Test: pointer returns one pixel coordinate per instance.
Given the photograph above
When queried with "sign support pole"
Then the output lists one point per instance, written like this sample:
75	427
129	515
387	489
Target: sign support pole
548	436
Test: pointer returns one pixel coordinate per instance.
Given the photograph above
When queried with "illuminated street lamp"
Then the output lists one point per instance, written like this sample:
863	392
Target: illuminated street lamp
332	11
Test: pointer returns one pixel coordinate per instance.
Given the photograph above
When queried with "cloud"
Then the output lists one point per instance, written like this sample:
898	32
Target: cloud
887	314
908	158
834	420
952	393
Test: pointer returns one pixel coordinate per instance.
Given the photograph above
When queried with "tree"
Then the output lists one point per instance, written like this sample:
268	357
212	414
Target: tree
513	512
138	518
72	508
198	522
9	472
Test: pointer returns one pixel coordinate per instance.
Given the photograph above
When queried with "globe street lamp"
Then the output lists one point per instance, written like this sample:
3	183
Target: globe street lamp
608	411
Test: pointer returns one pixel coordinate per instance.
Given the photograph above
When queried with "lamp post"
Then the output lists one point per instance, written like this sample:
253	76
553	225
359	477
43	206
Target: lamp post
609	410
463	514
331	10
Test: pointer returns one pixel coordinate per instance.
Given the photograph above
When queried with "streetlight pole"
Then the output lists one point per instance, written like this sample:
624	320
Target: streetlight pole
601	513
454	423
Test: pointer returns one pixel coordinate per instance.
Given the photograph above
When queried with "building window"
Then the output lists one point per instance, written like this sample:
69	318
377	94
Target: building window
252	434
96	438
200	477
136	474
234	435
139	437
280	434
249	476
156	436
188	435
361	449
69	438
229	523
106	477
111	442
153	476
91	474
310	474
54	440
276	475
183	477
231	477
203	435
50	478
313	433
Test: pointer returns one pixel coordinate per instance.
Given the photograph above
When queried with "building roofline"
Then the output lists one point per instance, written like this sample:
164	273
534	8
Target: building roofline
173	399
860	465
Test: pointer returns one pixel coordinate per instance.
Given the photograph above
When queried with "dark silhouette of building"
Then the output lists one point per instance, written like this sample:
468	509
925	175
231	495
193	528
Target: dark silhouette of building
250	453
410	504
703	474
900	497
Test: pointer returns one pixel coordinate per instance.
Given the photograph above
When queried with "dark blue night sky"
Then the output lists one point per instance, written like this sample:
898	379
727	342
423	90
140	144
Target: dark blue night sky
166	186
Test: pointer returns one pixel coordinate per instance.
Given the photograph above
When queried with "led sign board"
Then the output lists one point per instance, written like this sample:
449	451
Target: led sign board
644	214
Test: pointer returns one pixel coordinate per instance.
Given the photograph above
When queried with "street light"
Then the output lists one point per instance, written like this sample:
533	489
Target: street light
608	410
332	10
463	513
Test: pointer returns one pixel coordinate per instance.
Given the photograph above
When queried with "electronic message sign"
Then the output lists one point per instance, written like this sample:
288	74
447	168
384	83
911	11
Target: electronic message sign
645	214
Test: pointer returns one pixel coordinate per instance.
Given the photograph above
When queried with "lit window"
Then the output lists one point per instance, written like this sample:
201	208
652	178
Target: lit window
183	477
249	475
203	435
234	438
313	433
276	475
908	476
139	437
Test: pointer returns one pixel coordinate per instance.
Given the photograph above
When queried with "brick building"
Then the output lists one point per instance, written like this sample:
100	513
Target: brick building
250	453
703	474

...

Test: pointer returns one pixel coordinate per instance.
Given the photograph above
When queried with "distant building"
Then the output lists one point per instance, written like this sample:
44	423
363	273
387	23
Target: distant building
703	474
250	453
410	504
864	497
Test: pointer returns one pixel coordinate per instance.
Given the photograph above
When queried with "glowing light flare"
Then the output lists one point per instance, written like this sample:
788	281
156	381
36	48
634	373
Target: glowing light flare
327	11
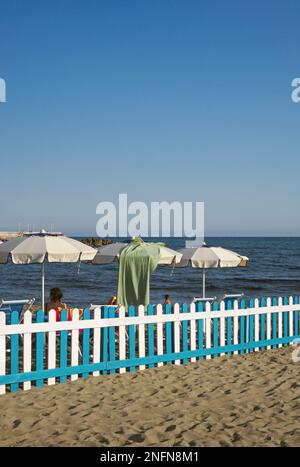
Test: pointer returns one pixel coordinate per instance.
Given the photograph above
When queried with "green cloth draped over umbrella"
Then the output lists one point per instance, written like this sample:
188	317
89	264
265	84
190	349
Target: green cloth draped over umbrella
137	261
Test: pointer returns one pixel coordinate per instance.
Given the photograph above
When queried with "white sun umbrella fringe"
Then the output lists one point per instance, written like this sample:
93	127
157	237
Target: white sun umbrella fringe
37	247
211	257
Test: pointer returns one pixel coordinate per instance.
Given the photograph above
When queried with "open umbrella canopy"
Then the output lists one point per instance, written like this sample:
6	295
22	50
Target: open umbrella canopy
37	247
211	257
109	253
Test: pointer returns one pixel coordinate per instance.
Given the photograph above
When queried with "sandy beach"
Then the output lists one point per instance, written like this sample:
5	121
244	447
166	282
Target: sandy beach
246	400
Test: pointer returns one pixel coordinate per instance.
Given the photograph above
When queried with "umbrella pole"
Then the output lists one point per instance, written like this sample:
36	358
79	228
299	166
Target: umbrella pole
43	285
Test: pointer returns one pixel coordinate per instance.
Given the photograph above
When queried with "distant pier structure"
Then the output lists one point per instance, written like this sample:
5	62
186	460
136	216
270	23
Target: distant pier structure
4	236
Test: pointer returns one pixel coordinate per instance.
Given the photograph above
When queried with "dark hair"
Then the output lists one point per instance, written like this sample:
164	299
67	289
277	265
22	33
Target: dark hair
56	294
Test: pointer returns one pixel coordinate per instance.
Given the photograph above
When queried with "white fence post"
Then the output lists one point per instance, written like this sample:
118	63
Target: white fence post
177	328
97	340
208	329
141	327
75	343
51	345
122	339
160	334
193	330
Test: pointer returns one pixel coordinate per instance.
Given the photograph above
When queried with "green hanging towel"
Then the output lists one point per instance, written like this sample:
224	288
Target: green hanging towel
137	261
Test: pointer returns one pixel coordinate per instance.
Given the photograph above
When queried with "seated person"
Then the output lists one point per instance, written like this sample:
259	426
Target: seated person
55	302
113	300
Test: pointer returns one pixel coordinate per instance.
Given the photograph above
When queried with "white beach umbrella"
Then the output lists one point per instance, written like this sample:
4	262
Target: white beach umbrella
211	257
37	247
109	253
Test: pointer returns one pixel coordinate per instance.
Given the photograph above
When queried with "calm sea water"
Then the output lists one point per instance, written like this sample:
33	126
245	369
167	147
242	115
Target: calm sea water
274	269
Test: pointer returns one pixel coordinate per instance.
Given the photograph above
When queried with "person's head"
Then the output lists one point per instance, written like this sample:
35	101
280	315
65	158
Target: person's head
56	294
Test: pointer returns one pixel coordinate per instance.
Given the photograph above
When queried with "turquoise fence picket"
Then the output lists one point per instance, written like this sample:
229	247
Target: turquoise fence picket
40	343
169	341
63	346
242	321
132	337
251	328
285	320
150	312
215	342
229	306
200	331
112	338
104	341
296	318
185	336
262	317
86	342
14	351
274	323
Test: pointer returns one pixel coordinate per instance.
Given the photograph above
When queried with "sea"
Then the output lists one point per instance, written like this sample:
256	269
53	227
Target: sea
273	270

Required work:
Collect every line of the entries above that contains the string "umbrella", treating uppercase and lowercase as different. Reproduce each matching line unchanged.

Complete answer:
When queried with "green cloth draped over umbrella"
Target: green cloth draped over umbrella
When queried with "white sun umbrella fringe"
Target: white sun umbrella fringe
When queried with "open umbrella canopy"
Target: open umbrella canopy
When queried with "umbrella pole"
Target: umbrella pole
When queried with "white beach umbrella"
Target: white beach umbrella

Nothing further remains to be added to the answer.